* [Written request]: Render the entries below as a Markdown table with two columns, Row and Text, giving each line a row number and omitting blank lines. Cover only the lines that start with the line containing "the blue sleeve" and continue through the last line of the entries, with both of those lines included.

* [Data shown]:
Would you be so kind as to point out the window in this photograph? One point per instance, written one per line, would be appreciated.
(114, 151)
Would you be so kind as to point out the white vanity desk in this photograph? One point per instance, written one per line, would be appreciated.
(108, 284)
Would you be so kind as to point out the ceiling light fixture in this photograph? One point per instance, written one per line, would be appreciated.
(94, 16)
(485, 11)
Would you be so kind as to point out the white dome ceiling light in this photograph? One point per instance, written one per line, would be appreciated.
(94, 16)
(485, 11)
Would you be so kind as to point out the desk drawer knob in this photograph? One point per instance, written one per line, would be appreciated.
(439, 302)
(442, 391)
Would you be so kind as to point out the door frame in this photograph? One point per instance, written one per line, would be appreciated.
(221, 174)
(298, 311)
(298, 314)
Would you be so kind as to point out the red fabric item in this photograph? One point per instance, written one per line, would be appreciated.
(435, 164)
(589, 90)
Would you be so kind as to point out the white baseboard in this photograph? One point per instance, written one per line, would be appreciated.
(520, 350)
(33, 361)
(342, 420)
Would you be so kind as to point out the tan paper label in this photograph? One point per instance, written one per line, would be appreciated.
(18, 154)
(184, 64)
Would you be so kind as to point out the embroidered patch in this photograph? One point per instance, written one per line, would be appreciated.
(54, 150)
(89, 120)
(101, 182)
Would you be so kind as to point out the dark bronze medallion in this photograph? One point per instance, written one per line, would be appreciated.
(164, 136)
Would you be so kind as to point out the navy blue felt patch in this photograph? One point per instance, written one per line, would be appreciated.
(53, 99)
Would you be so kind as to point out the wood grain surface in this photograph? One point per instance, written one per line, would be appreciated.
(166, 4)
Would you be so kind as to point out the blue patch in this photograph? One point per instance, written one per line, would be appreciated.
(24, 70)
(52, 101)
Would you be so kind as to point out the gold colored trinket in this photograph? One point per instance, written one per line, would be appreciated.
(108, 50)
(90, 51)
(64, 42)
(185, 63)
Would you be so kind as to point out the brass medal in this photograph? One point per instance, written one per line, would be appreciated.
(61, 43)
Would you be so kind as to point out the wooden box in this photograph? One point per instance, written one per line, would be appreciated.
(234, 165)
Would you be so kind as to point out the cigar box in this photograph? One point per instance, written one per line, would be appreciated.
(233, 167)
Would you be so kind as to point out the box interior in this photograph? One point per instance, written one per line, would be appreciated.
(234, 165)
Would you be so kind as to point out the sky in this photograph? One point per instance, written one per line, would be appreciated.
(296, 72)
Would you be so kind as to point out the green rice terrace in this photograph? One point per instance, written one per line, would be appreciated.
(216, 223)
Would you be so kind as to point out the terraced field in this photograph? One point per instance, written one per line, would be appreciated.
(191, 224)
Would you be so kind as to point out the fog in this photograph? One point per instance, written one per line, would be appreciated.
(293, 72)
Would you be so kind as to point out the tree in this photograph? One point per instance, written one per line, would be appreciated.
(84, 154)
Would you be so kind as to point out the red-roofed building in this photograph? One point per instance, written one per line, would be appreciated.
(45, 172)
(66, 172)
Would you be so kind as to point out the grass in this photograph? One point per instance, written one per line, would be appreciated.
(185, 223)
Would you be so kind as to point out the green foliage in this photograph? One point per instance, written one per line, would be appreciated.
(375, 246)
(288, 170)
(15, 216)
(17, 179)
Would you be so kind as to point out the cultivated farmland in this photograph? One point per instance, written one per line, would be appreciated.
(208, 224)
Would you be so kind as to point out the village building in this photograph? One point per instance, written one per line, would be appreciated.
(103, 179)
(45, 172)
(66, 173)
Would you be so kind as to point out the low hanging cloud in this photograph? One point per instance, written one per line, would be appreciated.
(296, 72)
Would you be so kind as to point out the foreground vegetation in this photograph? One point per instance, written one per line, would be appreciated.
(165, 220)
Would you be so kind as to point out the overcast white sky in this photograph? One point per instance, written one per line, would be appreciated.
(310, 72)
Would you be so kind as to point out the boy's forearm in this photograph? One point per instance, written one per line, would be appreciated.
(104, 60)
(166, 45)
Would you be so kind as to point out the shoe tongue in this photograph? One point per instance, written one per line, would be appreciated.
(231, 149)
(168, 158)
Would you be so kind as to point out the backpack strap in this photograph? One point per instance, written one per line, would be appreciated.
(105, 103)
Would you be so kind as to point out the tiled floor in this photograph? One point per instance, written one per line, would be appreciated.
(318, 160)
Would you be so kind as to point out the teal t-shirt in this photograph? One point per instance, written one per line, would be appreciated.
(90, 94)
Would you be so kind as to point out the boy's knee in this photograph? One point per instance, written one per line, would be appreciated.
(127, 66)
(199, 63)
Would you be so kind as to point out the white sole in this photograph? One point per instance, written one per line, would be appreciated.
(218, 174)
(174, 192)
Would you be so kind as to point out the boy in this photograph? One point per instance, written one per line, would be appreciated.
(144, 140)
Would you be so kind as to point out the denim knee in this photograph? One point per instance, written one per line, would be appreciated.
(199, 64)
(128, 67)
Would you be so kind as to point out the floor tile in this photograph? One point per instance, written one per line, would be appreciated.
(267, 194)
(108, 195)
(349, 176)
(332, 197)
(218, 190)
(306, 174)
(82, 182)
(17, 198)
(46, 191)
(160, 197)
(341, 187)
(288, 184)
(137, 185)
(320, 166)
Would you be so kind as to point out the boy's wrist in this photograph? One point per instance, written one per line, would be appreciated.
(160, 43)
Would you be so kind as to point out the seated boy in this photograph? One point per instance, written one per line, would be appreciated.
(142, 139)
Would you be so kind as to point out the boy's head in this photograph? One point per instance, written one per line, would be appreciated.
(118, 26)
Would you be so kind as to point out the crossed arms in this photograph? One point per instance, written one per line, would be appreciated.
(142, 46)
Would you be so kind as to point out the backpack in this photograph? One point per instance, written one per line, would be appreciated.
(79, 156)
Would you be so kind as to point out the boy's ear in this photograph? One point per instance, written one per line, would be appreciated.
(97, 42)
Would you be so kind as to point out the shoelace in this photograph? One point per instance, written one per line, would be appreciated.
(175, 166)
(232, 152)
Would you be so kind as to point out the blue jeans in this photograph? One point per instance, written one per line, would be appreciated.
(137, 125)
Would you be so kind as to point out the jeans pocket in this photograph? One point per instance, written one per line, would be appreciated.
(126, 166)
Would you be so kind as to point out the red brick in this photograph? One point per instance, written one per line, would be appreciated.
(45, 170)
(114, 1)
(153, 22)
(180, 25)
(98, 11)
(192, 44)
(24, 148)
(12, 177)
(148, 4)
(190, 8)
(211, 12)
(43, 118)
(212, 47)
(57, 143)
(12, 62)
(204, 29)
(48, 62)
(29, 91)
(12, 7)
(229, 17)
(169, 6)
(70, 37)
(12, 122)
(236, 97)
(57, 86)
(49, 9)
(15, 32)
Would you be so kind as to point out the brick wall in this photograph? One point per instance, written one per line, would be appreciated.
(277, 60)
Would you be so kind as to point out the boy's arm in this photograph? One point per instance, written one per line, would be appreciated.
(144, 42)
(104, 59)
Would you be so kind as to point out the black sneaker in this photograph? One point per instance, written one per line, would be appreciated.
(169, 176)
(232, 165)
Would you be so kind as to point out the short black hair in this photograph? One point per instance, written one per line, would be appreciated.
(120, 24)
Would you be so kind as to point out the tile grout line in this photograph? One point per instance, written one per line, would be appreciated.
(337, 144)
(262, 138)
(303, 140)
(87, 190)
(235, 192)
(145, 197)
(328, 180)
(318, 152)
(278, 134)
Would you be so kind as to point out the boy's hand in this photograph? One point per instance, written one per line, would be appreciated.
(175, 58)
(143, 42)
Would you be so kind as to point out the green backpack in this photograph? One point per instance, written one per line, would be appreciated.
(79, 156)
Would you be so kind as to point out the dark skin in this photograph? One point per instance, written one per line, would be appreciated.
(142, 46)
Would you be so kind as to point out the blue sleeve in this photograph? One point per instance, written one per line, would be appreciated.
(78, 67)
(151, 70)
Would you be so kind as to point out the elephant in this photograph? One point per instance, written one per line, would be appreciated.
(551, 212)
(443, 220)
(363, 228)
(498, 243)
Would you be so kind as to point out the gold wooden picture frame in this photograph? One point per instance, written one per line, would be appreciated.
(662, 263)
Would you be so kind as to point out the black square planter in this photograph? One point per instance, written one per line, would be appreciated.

* [Solution]:
| Row | Text |
|---|---|
| 1 | Would you be so kind as to point out the blue sleeve in this photograph? One point per instance, written one per line, would be appreciated. |
| 2 | (78, 67) |
| 3 | (151, 70) |
| 4 | Would you be so kind as to point out the elephant in this photograph? One point per instance, written one per line, would be appreciated. |
| 5 | (551, 212) |
| 6 | (443, 220) |
| 7 | (363, 228) |
| 8 | (498, 243) |
| 9 | Would you be so kind as to point out the gold wooden picture frame in this photograph? One point per instance, written one per line, would be appreciated. |
| 10 | (662, 263) |
| 11 | Would you be so kind as to point out the black square planter in this photograph? One point per instance, written one per line, would be appreciated. |